== Document passage ==

It was beginner’s luck, really. Had to be; the hardest, fraughtmost, uncertainest part had been persuading my dad to buy the ’62 Lancer. Maybe if things hadn’t gone so perfectly well, I’d’ve sooner developed a healthy skeptical distrust for words and pictures of distant cars.
But things had gone perfectly well with the Lancer. It was a cakewalk. Nothin’ to it: saw the ad, called the seller, had a friend-of-a-friend put eyes on it, made a deal, called a transport company, stood there lookin’ cute, and »poof!« the car arrived exactly as described, in damn near Ziploc condition. Clickety-snick; done. That first experience gave me a severely warped idea of how well and easily sight-unseen purchases of old cars from away are liable to work out.
Or not to work out, which is what happened on the second try. The idea was sturdy enough: now I’d finished dismantling the ’64 Valiant, the logical next step would be a driveable car. I’d fallen hard for the ’60-’62 Valiant-Lancer cars, and wanted one of those. Right, then! let’s find one.
Nothin’ of major interest in the current issue of the Slant-6 News. There’d been that hot rod red ’61 Valiant I mentioned last week, and I still don’t remember why I didn’t pursue that one. Maybe it sold? Donno. My complete collection of Slant-6 News had arrived, and the previous quarterly issue bore an ad for this what looked and sounded like an absolute honey of a ’60 Valiant V-200 in Las Vegas (speaking of gambles):
I called the seller; yes, he still had the car. No, it was well out of my price range. I sighed and kept looking. Nothin’ doin’ in Cars & Parts magazine, either, but I did find a juicy ad in Hemmings: ’61 Valiant V-200 4-door, low miles, excellent condition, all original, California, etc, etc. Sounded a lot like the ad for the ’62 Lancer. I called the guy, asked some questions, got him to mail me some photographs. The car’s bright red paint camouflaged the red flags: he sent six or seven 3″ × 5″ colour prints taken from some distance away, and only from certain angles. My eagerness and inexperience didn’t allow me to hit Pause, nor to arrange for an inspection. I was sure it would be fine, just like the first time.

== Dataset ==
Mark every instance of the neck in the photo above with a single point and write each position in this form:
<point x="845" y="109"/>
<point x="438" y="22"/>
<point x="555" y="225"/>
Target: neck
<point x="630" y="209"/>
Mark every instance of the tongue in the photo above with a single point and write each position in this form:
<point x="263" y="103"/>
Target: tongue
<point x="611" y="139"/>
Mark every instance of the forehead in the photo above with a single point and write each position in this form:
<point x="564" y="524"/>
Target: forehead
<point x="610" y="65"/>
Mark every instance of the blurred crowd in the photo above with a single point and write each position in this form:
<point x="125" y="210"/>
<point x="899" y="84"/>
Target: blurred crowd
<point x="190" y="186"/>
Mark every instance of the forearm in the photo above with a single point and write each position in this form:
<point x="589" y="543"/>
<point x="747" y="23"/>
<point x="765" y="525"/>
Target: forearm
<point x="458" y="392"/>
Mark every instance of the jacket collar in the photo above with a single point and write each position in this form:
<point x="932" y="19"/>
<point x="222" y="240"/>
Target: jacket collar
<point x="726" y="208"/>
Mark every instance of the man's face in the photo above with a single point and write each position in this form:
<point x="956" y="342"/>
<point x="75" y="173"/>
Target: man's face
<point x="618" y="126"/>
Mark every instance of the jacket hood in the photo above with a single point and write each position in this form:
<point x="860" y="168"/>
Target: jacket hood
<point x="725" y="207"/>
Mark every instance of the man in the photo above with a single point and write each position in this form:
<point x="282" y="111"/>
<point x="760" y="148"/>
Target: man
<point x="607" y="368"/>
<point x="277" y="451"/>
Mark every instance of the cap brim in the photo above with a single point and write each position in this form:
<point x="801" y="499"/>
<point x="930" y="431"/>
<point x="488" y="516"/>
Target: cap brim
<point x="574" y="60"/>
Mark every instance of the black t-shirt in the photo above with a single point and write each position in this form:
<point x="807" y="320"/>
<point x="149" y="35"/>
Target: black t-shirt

== Actions to take ==
1. Translate this sentence from the account of buying the Valiant into Spanish: "But things had gone perfectly well with the Lancer."
2. Carry the account of buying the ’61 Valiant forward with a few more paragraphs, beginning right after its final sentence.

== Results in order ==
1. Pero con el Lancer las cosas habían salido perfectamente bien.

2.
A deal was made, and we called the same transport company who’d brought the Lancer. By and by they called us: the car was offloaded and ready to be picked up at their terminal (I don’t recall why it worked that way for this car, versus to-our-driveway delivery with the Dodge). Mom and dad and I drove out to the trucking depot—I was still too young for a driving licence or even a learner’s permit, so the idea was that dad would drive home the Valiant and mother would drive back in whatever we’d all driven out in, either the ’84 Caprice or the ’90 Jetta.
It was dark out, and not better lit by much inside the depot, so the reality of the situation dawned on me in a slow sort of time-release manner. There was an ugly crunch in the lower right front corner of the car; that was one of the angles that had—carefully, it was becoming apparent—been avoided in the pics. There was a weird dent in the roof just ahead of the backglass. The paint was orangepeely and chipping off; definitely not original. Panels and trim didn’t fit right. Engine compartment painted black (wrong), engine painted gray (wrong). The more I looked, the more I saw and the lower dropped my stomach. The pic at the top of this post is the only one that survives of that car; I’m smiling there, but the smile’s a little forced and it’s rapidly draining away.
Still, the car was ours and the truck people certainly didn’t want it hanging round their place, so off we went. The low beams didn’t work, so dad had to drive home on high beam. I tried and failed to avoid seeing and hearing a rapidly growing list of wear and faults.
Morning’s light did not improve matters; that list was growing at a galloping pace. I no longer recall most of what was on it. What were we gonna do? Mr. Schultz, the high school auto shop teacher, agreed to come look at the car; his assessment was that the ad text had not accurately described the car. Okeh…and…so…now what?
Dad and I put in a phone call to the seller, whose attitude boiled down to “Let this be a lesson to you, kid!”. Dad was an attorney, so taking the first offer was kind of automatically out of the question. He didn’t threaten the seller—that wasn’t his style. He very diplomatically, very politely, very artfully steered the conversation toward subjects like fraud, without ever even hinting at that actual word. Eventually agreement was reached to unwind the deal: the car would be taken back to the trucking depot, the company would take the car back to the seller, the seller would refund the purchase. I think we might’ve split the return shipping cost. So all in all, we got out very easily and well from under that poorly-purchased car.
But I was now back to the start of things, back to looking for a car. I’d been rapidly amassing a library of everything to do with A-body Mopars and Slant-6 engines. Input! More input!
I’d gone to the downtown Denver main library, looked up the patent for the Slant-6 engine, copied down the names on it, called 313 directory enquiries (back when that area code covered the whole of southeastern Michigan) and rattled off names until the operator said “Yes, I have a listing”.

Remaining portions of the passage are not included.